1975. Resolvi voltar ao batalhão. Servir novamente, só que dessa vez como oficial médico. Havia dado baixa em 1969, em uma situação meio duvidosa, meio visto como subversivo, aquelas coisas da época...José Dirceu preso, Gersinho preso, pano vermelho no cruzeiro de Passa Quatro, eu detido aqui, sem saber o que iria acontecer comigo... Bastava saberem que alguém era de Passa Quatro e já era visto meio “de esgueio”... O capitão Fagundes me liberou, mas depois resolvi voltar, não mais como soldado...
Fui trabalhar na enfermaria do batalhão. Direito a casa, jardineiro,ordenança, cheque especial do banco do Brasil, espada, porte de arma, continências de todos aqueles sargentos que antes achavam que mandavam em mim. Mordomia total. Gostei.
Apresentação na formatura matinal. O cel Paulo Tavares me apresentou e o batalhão desfilou também para mim. Verdade: o médico faz parte do estado maior do batalhão e quando ele passa tem aquele negócio de “olhar à direita”, reverências mil. Me sentia o próprio presidente da república com tudo aquilo. Só que o coronel me chamou ao lado e perguntou: — “De onde você veio?” . Do 12 RI, de Belo Horizonte, respondi... — É, mas aqui não usamos farda com calça boca de sino não, viu?
Assumi a enfermaria. O mini-hospital do batalhão. O cargo é para capitão, mas o capitão médico da época estava doente, então assumi eu. E ganhei como capitão. Na época isso era assim. Em 1 ano que fiquei lá quase que deu para comprar toda minha aparelhagem de oftalmologia. E haviam também as diárias, das CS (comissão de seleção ), quando saíamos andando pelas cidades vizinhas escolhendo os soldados que iriam servir no ano seguinte. Olhem, era muito dinheiro mesmo. Na época até valia a pena ficar. Só não continuei no exército porque seria transferido, e eu queria ficar em Itajubá mesmo. O chefe do serviço de saúde era o capitão Machado, dentista, um grande chefe, um grande amigo. Uma pessoa admirável e muito querida. Graças a Deus até hoje eu o vejo bem, com saúde, exatamente como há 30 anos atrás.

--- Dados em análise ---
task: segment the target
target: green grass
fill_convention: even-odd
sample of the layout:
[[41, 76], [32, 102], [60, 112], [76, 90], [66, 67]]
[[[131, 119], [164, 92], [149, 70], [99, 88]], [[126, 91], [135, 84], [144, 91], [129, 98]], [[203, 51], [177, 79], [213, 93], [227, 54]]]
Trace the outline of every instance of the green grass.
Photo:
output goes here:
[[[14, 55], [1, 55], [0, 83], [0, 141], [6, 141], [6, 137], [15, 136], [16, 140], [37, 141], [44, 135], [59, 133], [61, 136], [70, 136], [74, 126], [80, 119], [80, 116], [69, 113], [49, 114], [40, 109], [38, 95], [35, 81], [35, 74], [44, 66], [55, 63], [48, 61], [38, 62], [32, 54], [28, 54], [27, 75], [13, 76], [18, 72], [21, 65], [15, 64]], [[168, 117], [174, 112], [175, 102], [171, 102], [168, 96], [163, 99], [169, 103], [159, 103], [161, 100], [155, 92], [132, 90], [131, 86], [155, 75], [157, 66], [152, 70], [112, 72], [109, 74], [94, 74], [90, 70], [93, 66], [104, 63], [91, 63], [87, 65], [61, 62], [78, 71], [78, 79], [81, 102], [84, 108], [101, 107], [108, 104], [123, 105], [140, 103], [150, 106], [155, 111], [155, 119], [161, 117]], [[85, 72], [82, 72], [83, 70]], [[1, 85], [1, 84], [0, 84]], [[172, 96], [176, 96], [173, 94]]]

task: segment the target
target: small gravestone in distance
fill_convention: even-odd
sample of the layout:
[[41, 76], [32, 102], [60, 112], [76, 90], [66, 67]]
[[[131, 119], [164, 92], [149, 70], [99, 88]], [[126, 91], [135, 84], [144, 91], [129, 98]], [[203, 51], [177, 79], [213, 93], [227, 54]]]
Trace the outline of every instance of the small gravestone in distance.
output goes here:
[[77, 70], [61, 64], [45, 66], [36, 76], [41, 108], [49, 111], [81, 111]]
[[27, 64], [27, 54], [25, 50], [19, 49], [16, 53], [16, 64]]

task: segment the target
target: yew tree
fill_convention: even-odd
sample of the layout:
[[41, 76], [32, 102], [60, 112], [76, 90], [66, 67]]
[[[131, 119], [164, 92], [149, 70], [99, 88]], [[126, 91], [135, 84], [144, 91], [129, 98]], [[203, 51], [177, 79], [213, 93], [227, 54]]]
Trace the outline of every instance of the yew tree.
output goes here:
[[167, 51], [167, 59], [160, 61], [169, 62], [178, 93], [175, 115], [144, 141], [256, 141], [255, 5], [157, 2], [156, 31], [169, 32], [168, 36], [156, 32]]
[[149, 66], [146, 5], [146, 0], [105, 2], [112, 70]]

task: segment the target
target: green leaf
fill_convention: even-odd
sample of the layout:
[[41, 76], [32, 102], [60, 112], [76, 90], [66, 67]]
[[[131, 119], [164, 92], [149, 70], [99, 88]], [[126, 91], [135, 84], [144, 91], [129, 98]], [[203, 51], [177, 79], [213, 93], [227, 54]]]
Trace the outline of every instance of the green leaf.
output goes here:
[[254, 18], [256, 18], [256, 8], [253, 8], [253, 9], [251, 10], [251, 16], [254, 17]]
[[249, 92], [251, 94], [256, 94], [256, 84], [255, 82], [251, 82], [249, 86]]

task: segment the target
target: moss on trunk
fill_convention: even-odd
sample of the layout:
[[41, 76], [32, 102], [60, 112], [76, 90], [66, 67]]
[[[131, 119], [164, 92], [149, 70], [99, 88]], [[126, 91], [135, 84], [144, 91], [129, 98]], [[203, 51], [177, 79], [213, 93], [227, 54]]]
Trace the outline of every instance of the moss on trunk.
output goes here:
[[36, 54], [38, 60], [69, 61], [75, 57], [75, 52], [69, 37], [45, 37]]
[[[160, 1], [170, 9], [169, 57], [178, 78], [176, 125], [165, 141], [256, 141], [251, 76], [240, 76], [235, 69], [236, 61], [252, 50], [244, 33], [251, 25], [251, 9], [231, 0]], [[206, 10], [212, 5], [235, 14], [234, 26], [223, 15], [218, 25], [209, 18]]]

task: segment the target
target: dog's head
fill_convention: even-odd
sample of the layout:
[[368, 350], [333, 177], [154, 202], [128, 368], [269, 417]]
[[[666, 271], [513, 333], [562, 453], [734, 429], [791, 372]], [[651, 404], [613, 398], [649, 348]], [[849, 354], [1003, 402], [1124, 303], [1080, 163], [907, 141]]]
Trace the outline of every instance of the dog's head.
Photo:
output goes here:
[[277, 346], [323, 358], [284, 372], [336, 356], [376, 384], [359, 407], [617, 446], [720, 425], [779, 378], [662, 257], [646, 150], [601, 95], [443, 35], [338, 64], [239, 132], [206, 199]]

--- Tarefas propostas ---
A. No relato sobre o batalhão, quem era o chefe do serviço de saúde?
B. Com base no relato sobre o batalhão, explique por que a enfermaria foi assumida por alguém que não era capitão, embora o cargo fosse de capitão.
C. Traduza para o inglês esta frase do relato sobre o batalhão: "Só não continuei no exército porque seria transferido, e eu queria ficar em Itajubá mesmo."

--- Respostas às tarefas ---
A. O capitão Machado, dentista.

B. O capitão médico da época estava doente. Por isso a enfermaria foi assumida por outro oficial, que passou a ganhar como capitão.

C. The only reason I didn't stay in the army was that I would have been transferred, and I really wanted to stay in Itajubá.